- [To do]: Count the lines in the items below that contain the string "cable", with case counting. Reply with the number alone.

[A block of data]
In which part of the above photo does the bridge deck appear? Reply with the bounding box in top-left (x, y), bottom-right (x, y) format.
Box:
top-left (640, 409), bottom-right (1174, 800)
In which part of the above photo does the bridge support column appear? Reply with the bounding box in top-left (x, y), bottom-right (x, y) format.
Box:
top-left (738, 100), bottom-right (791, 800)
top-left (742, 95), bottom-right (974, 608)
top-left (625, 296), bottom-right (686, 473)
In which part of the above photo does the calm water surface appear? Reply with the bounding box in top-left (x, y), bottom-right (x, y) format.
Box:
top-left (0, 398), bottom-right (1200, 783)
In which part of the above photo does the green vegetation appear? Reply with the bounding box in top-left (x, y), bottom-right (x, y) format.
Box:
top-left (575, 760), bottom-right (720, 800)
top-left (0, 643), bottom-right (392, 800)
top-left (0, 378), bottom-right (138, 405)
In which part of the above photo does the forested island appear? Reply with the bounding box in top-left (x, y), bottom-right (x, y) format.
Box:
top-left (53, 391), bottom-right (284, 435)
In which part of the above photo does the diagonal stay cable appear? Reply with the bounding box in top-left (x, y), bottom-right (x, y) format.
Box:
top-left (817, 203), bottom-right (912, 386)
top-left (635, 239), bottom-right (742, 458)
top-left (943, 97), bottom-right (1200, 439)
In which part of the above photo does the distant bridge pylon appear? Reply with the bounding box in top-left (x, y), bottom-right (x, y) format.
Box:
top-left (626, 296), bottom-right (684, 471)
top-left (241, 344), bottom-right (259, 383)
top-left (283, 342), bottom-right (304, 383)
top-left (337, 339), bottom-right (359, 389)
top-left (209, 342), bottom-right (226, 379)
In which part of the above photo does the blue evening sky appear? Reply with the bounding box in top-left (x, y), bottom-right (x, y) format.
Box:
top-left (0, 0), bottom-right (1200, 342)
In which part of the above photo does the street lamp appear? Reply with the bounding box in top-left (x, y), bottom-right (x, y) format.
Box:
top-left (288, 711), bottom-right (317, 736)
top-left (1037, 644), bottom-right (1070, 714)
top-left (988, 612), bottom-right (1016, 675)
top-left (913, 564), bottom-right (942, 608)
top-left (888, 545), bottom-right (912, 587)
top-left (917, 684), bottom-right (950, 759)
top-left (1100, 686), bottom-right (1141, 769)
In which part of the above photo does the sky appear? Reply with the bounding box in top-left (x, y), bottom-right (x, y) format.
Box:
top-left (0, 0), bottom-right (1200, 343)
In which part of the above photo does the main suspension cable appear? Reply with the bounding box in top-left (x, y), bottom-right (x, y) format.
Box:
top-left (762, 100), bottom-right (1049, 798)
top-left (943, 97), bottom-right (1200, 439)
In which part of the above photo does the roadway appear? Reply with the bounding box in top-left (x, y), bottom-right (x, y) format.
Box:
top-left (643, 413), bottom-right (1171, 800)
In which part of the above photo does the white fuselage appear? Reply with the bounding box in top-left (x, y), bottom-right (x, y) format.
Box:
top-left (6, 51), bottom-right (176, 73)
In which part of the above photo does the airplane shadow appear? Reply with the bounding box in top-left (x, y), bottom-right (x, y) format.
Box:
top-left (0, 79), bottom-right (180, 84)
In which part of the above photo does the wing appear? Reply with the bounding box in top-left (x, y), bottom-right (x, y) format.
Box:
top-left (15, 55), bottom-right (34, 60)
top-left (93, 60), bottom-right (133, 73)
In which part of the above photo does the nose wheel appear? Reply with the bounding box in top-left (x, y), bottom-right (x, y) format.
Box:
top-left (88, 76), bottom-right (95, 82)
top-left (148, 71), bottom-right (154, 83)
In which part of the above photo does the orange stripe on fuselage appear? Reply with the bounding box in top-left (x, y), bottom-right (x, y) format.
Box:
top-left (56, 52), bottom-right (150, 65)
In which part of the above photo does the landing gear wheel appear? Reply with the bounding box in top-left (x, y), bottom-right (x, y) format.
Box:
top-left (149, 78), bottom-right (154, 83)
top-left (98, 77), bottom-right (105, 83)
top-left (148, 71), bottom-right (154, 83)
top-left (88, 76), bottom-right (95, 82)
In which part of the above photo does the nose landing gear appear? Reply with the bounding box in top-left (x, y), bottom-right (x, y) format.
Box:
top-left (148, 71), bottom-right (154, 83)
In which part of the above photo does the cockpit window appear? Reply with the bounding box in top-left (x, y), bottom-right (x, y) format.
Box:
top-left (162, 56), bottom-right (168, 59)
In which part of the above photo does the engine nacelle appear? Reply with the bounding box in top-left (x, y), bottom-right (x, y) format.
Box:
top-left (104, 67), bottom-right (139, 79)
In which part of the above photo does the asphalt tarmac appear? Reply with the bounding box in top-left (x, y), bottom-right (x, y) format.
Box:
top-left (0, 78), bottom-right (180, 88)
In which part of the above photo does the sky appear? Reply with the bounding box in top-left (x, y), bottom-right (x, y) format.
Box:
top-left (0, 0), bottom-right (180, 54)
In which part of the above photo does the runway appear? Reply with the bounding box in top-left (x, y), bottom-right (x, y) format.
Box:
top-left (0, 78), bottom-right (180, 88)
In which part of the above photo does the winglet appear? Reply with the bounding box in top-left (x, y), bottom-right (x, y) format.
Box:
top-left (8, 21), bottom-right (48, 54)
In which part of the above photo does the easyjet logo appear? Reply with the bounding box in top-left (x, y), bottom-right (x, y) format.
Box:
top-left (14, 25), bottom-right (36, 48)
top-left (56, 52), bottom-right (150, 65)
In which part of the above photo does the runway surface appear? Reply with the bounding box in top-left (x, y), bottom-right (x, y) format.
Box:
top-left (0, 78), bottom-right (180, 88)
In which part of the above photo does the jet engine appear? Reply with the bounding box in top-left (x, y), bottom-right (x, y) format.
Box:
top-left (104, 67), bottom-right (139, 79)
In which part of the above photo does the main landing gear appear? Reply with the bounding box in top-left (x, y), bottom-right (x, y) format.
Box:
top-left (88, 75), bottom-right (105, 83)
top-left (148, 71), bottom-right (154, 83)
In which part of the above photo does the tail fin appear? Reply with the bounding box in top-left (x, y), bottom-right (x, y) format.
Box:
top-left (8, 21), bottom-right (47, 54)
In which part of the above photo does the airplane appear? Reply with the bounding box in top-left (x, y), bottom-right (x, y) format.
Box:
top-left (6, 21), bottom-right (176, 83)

- [Answer for the task]: 2